- _Aufgabenstellung_
1 – Übersetze den Satz „Denn so entschied sich Vincent für die Musik und nicht für ein Leben bei der Navy.“ aus dem Text über Gene Vincent ins Englische.
2 – Gib aus dem Text über Gene Vincent wortgetreu den Abschnitt wieder, der mit den Worten „Tragische Unfälle gibt“ beginnt und mit „bei der Navy.“ endet.
3 – Laut dem Text über Gene Vincent: An welchem Tag kam Eddie Cochran bei der Taxifahrt ums Leben?

- _Vorliegender Textauszug_
══════════

Tragische Unfälle gibt es in der Musikerwelt viele und einige davon haben so manche vielversprechende Karriere vorzeitig beendet – man denke nur an Buddy Holly. Auch Rockabilly-Pionier Gene Vincent blieb davon nicht verschont. Als Eddie Cochran am 17. April 1960 bei einer Taxifahrt mit Höchstgeschwindigkeit tödlich verunglückte, traf es auch den sich ebenfalls im Taxi befindenden Vincent. Schon Jahre zuvor war dieser in einen schweren Motorradunfall verwickelt gewesen. Doch dieser hatte zumindest etwas Gutes für alle Rock´n´Roll-Fans. Denn so entschied sich Vincent für die Musik und nicht für ein Leben bei der Navy.

══════════

Zeigedaten zu Regionen:
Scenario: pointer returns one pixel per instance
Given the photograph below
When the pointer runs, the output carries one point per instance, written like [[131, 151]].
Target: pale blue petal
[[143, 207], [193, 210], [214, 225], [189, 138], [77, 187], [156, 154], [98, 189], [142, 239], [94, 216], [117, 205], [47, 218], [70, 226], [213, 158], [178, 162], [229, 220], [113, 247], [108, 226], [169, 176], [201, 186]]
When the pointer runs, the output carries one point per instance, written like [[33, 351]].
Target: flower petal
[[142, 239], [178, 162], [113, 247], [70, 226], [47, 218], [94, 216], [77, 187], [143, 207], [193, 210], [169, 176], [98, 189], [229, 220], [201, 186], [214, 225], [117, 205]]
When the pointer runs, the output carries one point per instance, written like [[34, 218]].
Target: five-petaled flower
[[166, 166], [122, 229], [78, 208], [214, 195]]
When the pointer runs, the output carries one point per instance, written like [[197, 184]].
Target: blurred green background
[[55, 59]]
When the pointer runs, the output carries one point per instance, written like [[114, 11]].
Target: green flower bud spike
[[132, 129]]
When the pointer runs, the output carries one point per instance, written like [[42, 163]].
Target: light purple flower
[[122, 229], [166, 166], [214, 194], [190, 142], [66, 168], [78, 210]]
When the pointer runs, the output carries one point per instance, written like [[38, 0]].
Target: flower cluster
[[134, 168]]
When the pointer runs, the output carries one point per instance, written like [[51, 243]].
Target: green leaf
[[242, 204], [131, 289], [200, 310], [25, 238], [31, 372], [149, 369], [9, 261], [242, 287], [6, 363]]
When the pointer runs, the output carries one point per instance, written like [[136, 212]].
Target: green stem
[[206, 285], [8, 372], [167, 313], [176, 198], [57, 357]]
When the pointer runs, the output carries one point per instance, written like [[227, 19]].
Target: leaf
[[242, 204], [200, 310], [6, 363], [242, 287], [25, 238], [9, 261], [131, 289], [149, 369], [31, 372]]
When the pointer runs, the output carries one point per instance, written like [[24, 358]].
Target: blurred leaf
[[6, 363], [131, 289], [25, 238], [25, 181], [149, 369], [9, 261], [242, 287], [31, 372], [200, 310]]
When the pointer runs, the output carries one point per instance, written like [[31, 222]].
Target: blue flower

══════════

- _Lösungen je Aufgabe_
1 – Because of this, Vincent chose music rather than a life in the Navy.

2 –
Tragische Unfälle gibt es in der Musikerwelt viele und einige davon haben so manche vielversprechende Karriere vorzeitig beendet – man denke nur an Buddy Holly. Auch Rockabilly-Pionier Gene Vincent blieb davon nicht verschont. Als Eddie Cochran am 17. April 1960 bei einer Taxifahrt mit Höchstgeschwindigkeit tödlich verunglückte, traf es auch den sich ebenfalls im Taxi befindenden Vincent. Schon Jahre zuvor war dieser in einen schweren Motorradunfall verwickelt gewesen. Doch dieser hatte zumindest etwas Gutes für alle Rock´n´Roll-Fans. Denn so entschied sich Vincent für die Musik und nicht für ein Leben bei der Navy.

3 – Am 17. April 1960.